### MATERIAL SUPPLIED
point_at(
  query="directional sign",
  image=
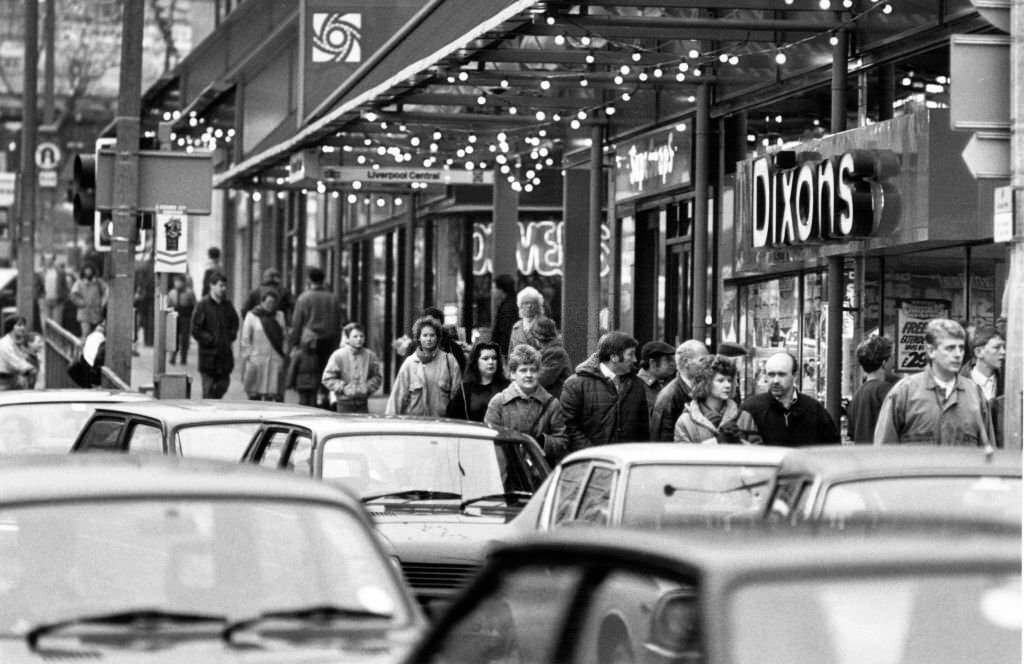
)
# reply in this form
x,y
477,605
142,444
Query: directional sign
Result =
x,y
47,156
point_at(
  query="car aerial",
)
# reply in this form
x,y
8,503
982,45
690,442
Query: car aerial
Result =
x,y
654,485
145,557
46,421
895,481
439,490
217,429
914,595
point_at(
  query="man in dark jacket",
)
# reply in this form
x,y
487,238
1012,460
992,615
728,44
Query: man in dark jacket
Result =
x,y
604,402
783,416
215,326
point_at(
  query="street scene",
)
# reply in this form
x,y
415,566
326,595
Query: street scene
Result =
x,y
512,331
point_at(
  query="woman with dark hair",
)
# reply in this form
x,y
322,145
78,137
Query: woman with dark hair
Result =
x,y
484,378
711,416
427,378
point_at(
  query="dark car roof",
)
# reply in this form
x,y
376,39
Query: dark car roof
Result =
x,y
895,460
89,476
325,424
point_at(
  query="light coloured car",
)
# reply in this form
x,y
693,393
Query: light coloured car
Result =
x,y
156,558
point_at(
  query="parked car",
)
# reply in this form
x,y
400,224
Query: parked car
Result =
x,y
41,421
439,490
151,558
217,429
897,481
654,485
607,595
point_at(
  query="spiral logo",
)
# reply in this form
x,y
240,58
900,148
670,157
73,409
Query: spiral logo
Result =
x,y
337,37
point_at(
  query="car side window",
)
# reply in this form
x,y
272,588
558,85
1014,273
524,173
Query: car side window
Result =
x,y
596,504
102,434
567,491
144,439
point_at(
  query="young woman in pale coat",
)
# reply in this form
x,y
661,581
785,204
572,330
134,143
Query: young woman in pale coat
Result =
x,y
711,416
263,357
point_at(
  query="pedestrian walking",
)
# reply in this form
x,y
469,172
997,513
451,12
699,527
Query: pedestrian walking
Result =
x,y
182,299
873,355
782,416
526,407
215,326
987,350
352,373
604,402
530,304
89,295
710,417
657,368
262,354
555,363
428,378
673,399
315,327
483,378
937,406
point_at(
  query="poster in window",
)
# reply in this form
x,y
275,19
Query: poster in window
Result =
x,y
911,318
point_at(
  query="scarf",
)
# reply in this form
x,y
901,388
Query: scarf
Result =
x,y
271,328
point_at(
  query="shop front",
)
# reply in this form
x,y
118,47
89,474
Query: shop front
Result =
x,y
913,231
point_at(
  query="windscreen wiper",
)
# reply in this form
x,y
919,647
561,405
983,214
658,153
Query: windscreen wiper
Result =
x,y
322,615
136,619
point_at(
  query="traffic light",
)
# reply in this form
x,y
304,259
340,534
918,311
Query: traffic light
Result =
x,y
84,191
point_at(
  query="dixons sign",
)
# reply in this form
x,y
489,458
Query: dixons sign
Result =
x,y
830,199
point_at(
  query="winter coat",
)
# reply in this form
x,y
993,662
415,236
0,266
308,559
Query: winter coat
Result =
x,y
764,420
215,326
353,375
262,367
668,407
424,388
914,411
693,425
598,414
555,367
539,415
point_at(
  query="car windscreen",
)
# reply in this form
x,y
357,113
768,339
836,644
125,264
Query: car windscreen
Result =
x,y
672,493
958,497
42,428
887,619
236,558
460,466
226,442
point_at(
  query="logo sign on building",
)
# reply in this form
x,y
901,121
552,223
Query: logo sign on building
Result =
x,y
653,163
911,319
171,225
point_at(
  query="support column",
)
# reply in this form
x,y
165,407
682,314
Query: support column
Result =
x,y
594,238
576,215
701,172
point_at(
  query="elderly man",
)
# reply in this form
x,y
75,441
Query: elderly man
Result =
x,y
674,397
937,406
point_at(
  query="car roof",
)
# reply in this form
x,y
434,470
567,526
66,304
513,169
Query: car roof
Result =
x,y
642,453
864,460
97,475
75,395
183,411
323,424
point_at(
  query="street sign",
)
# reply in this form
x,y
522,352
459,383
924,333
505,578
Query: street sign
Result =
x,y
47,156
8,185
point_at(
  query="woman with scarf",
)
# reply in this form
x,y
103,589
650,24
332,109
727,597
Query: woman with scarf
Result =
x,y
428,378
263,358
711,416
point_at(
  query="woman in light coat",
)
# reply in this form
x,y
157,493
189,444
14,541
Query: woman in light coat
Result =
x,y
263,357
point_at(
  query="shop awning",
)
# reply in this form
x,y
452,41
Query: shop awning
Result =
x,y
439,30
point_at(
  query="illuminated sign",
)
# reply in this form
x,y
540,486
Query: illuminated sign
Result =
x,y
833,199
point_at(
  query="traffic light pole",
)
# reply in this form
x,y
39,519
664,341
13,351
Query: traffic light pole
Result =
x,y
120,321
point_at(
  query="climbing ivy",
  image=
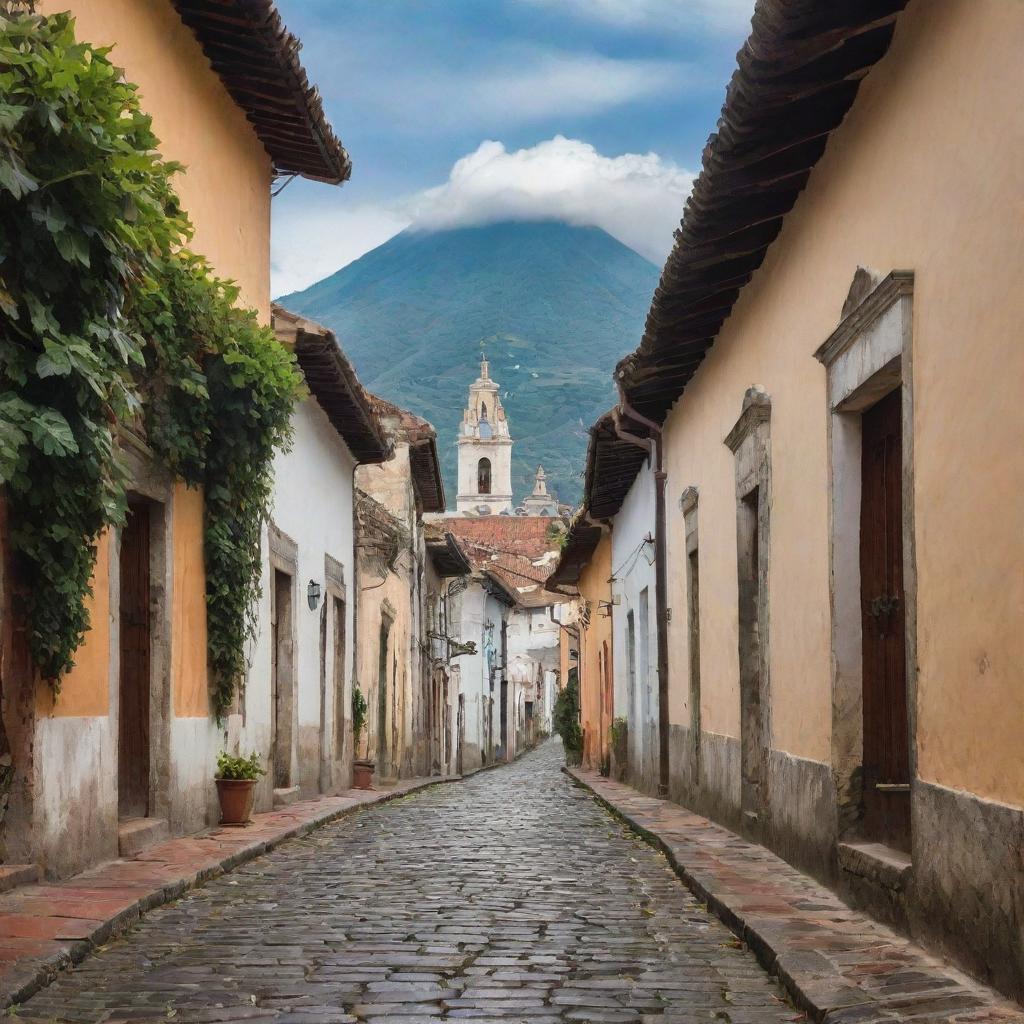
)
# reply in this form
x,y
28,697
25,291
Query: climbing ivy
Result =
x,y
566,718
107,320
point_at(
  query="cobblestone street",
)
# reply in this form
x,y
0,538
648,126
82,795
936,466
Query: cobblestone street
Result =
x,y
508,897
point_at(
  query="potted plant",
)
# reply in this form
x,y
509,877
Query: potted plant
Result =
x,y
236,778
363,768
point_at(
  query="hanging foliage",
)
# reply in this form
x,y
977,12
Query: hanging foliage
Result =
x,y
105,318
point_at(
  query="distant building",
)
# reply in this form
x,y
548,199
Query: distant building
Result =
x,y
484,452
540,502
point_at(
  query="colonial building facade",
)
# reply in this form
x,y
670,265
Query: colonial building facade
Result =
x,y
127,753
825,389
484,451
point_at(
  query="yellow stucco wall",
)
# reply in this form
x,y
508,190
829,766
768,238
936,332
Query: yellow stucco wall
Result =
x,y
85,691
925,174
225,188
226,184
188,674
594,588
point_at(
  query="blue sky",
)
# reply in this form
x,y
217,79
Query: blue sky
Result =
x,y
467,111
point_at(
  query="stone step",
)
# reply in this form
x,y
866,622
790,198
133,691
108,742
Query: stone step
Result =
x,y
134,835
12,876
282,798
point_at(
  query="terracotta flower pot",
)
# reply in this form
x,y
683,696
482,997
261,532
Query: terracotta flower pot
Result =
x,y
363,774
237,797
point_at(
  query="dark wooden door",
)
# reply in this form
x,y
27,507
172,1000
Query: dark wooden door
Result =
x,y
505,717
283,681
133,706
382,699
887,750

### EXERCISE OBJECTIVE
Pictures are to be left out; repeat all the remaining data exactly.

### ANSWER FOR THIS EXERCISE
point_at(
  query="directional sign",
  image=
)
# reply in this form
x,y
477,605
142,444
Query: directional sign
Result =
x,y
47,156
point_at(
  query="car aerial",
)
# reply in this form
x,y
8,503
982,45
690,442
Query: car aerial
Result =
x,y
654,485
145,557
46,421
895,481
439,490
217,429
914,595
point_at(
  query="man in dark jacket",
)
# reply in this form
x,y
487,238
1012,460
992,615
728,44
Query: man in dark jacket
Result =
x,y
604,402
783,416
215,326
point_at(
  query="street scene",
)
# reply in this form
x,y
415,566
326,595
Query: street scene
Result =
x,y
512,331
point_at(
  query="woman with dark hair",
)
# reply in this form
x,y
322,145
78,137
Query: woman with dark hair
Result =
x,y
484,378
711,416
427,378
point_at(
  query="dark car roof",
)
# reply in this form
x,y
376,39
Query: dark car roof
Result =
x,y
895,460
89,476
325,424
point_at(
  query="light coloured car",
)
# reply in this form
x,y
693,393
Query: light coloured car
Result =
x,y
156,558
point_at(
  query="parked car",
)
# reply in this form
x,y
400,224
Query: parked car
Result =
x,y
41,421
439,490
151,558
217,429
897,481
654,485
607,595
point_at(
  query="spiral logo",
)
# reply in this form
x,y
240,58
900,148
670,157
73,409
Query: spiral logo
Result =
x,y
337,37
point_at(
  query="car side window",
)
# reply in this form
x,y
272,588
558,85
1014,273
524,173
Query: car side window
Result =
x,y
596,504
102,434
567,491
144,439
point_at(
  query="young woman in pale coat",
)
# reply in this form
x,y
661,581
785,204
572,330
134,143
Query: young woman in pale coat
Result =
x,y
711,416
263,357
point_at(
  query="pedestrian walking",
)
# reply in this form
x,y
469,172
997,513
451,12
699,527
Query: pedestrian walking
Result =
x,y
182,299
873,355
782,416
526,407
215,326
987,350
352,373
604,402
530,304
89,295
710,417
657,368
262,354
555,363
428,378
673,399
315,327
483,378
937,406
point_at(
  query="poster in window",
)
# reply in this form
x,y
275,19
Query: poster in window
Result =
x,y
911,318
point_at(
  query="scarf",
)
# reply in this form
x,y
901,388
Query: scarf
Result =
x,y
271,328
point_at(
  query="shop front",
)
# reply in this form
x,y
118,47
89,474
Query: shop front
Result =
x,y
913,231
point_at(
  query="windscreen wiper",
)
# reply in this form
x,y
919,647
561,405
983,214
658,153
Query: windscreen wiper
Result =
x,y
322,615
136,619
point_at(
  query="traffic light",
)
# reply in this form
x,y
304,259
340,534
918,311
Query: traffic light
Result =
x,y
84,191
point_at(
  query="dixons sign",
)
# reply in this form
x,y
489,458
Query: dixons sign
Result =
x,y
830,199
point_at(
  query="winter coat",
)
# reply in this form
x,y
993,662
415,236
0,266
308,559
Query: winter coat
Result =
x,y
764,420
215,326
353,375
262,367
668,407
424,388
914,411
693,425
598,414
555,367
539,415
point_at(
  query="car windscreen",
)
# reply in this form
x,y
357,113
768,339
836,644
125,264
Query: car windscreen
Result =
x,y
672,493
958,497
42,428
887,619
236,558
460,466
226,442
point_at(
  query="logo sign on building",
)
# reply in this form
x,y
901,121
552,223
Query: logo sign on building
Result =
x,y
653,163
911,319
171,225
point_at(
  query="support column",
)
# reply in this form
x,y
165,407
682,314
Query: support column
Result =
x,y
594,238
576,215
701,172
point_at(
  query="elderly man",
)
# reply in this form
x,y
75,441
Query: elderly man
Result =
x,y
674,397
937,406
point_at(
  query="car roof",
)
# reply in this form
x,y
434,470
567,526
66,304
513,169
Query: car roof
Result =
x,y
642,453
864,460
97,475
75,395
183,411
323,424
point_at(
  query="street sign",
)
# reply in this form
x,y
522,352
459,383
924,333
505,578
Query: street sign
Result =
x,y
47,156
8,185
point_at(
  query="woman with scarf",
)
# reply in this form
x,y
103,589
650,24
332,109
727,597
Query: woman with scarf
Result =
x,y
428,378
263,358
711,416
point_at(
  query="woman in light coat",
)
# reply in this form
x,y
157,493
189,444
14,541
Query: woman in light coat
Result =
x,y
263,357
point_at(
  query="shop awning",
)
# reply in this form
x,y
452,41
Query: shop awning
Result =
x,y
439,30
point_at(
  query="illuminated sign",
)
# reply in this form
x,y
540,486
Query: illuminated sign
Result =
x,y
833,199
point_at(
  query="traffic light pole",
)
# reply in this form
x,y
39,519
664,341
13,351
Query: traffic light pole
Result =
x,y
120,321
point_at(
  query="climbing ivy",
  image=
)
# reply in this form
x,y
28,697
25,291
Query: climbing ivy
Result =
x,y
566,718
107,320
point_at(
  query="cobblestone street",
)
# reply in this form
x,y
0,538
648,126
82,795
936,466
Query: cobblestone street
Result =
x,y
508,897
point_at(
  query="potted plant",
)
# reply in this form
x,y
509,877
Query: potted plant
Result =
x,y
236,778
363,768
point_at(
  query="hanging foliage",
)
# reply in this form
x,y
977,12
Query: hanging foliage
Result =
x,y
105,318
point_at(
  query="distant building",
)
# reply in this form
x,y
548,199
Query: distant building
Result =
x,y
484,452
540,502
point_at(
  query="colonial building facade",
)
# reply in this form
x,y
670,265
Query: colonial building facade
Result =
x,y
127,753
825,389
484,451
point_at(
  query="yellow stucco wall",
)
# reply in this form
x,y
508,190
829,766
768,238
936,332
Query: yellow stucco wall
Result =
x,y
85,691
925,174
225,188
226,184
188,674
594,588
point_at(
  query="blue sky",
)
# reply in this form
x,y
217,79
Query: blue sky
Result =
x,y
467,111
point_at(
  query="stone step",
)
# reply in this form
x,y
866,622
790,198
133,691
108,742
Query: stone step
Result =
x,y
134,835
12,876
282,798
point_at(
  query="terracotta flower pot",
)
# reply in this form
x,y
683,696
482,997
261,532
Query: terracotta flower pot
Result =
x,y
363,774
237,797
point_at(
  query="dark wooden door",
)
# reply in this form
x,y
27,507
172,1000
Query: dark wooden door
Result =
x,y
505,717
283,681
133,706
382,699
887,750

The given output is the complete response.